# [What needs to be done]
Rewrite the lines below as a numbered list, omitting any blank lines.

BEGIN Input records

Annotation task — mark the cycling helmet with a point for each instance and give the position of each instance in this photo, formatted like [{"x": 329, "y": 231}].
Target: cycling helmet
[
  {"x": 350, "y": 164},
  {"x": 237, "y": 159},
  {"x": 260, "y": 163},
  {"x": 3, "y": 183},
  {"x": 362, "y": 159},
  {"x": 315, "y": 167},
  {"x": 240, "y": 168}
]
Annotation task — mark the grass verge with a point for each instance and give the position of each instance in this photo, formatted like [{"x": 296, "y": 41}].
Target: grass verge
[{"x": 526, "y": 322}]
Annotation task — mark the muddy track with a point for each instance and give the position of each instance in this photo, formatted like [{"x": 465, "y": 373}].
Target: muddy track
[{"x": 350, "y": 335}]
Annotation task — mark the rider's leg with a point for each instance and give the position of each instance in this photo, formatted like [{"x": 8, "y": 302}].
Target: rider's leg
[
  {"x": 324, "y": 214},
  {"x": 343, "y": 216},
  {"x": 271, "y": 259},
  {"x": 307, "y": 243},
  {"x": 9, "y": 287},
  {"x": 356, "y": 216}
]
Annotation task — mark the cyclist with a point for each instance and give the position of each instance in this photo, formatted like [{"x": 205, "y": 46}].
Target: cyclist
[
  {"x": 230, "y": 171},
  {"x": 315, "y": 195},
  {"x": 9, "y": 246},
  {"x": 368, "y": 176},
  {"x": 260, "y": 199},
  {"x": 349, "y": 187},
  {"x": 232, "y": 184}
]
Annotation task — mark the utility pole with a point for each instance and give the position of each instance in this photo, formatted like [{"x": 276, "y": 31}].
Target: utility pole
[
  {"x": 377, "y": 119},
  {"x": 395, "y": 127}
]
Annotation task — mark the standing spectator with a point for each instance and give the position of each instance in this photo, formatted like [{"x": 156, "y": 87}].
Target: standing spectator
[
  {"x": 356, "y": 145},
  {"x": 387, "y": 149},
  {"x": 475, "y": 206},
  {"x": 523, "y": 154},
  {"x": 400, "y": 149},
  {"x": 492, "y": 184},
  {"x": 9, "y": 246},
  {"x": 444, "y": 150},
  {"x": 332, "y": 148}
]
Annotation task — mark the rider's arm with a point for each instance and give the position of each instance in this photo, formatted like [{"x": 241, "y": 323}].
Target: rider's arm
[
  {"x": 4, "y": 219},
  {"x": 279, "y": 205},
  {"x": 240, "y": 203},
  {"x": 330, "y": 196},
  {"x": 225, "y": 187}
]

END Input records

# [Result for this exercise]
1. Annotation task — mark the cycling helmet with a point for each instance and give the position of each instance in this photo, formatted like [{"x": 329, "y": 231}].
2. Target: cycling helmet
3. [
4.   {"x": 350, "y": 164},
5.   {"x": 237, "y": 159},
6.   {"x": 260, "y": 163},
7.   {"x": 3, "y": 183},
8.   {"x": 362, "y": 159},
9.   {"x": 315, "y": 167},
10.   {"x": 240, "y": 168}
11. ]
12. Annotation task — mark the grass verge with a point for each instance and give the position of each instance in this photo, formatted like [{"x": 296, "y": 41}].
13. Target: grass verge
14. [{"x": 526, "y": 322}]
15. Annotation task — mark the muddy track with a point for each instance and give the position of each instance in this photo, formatted like [{"x": 465, "y": 373}].
16. Target: muddy track
17. [{"x": 350, "y": 335}]
18. Annotation task — mark the rider's leg with a point for each instance and give the position of each instance in this photo, formatted like [{"x": 8, "y": 302}].
19. Target: rider's leg
20. [
21.   {"x": 324, "y": 214},
22.   {"x": 343, "y": 216},
23.   {"x": 271, "y": 259},
24.   {"x": 307, "y": 243},
25.   {"x": 9, "y": 287},
26.   {"x": 356, "y": 216}
27. ]
28. Annotation task — mark the cyclist with a point for each instance and give the position of each instance in this photo, formatted like [{"x": 205, "y": 46}].
29. Target: cyclist
30. [
31.   {"x": 230, "y": 171},
32.   {"x": 315, "y": 195},
33.   {"x": 9, "y": 246},
34.   {"x": 368, "y": 176},
35.   {"x": 260, "y": 199},
36.   {"x": 349, "y": 187},
37.   {"x": 232, "y": 184}
38. ]
39. Annotation task — mark the utility pole with a point for each instance and give the position of each instance in this photo, formatted like [{"x": 276, "y": 31}].
40. Target: utility pole
41. [
42.   {"x": 377, "y": 119},
43.   {"x": 395, "y": 127}
44. ]
45. Annotation task — mark the standing spectator with a point for each instance and give the position of each instance in this photo, formatted like [{"x": 156, "y": 87}].
46. Target: standing spectator
47. [
48.   {"x": 356, "y": 145},
49.   {"x": 387, "y": 149},
50.   {"x": 475, "y": 206},
51.   {"x": 523, "y": 154},
52.   {"x": 400, "y": 149},
53.   {"x": 492, "y": 184},
54.   {"x": 9, "y": 246},
55.   {"x": 444, "y": 150},
56.   {"x": 332, "y": 148}
57. ]
58. Annotation task — mark the rider's arm with a point for each instance and give the position of each instance in this photo, formatted like [{"x": 241, "y": 323}].
59. Target: rider's arm
60. [
61.   {"x": 4, "y": 219},
62.   {"x": 279, "y": 205},
63.   {"x": 240, "y": 203},
64.   {"x": 330, "y": 196},
65.   {"x": 225, "y": 187}
66. ]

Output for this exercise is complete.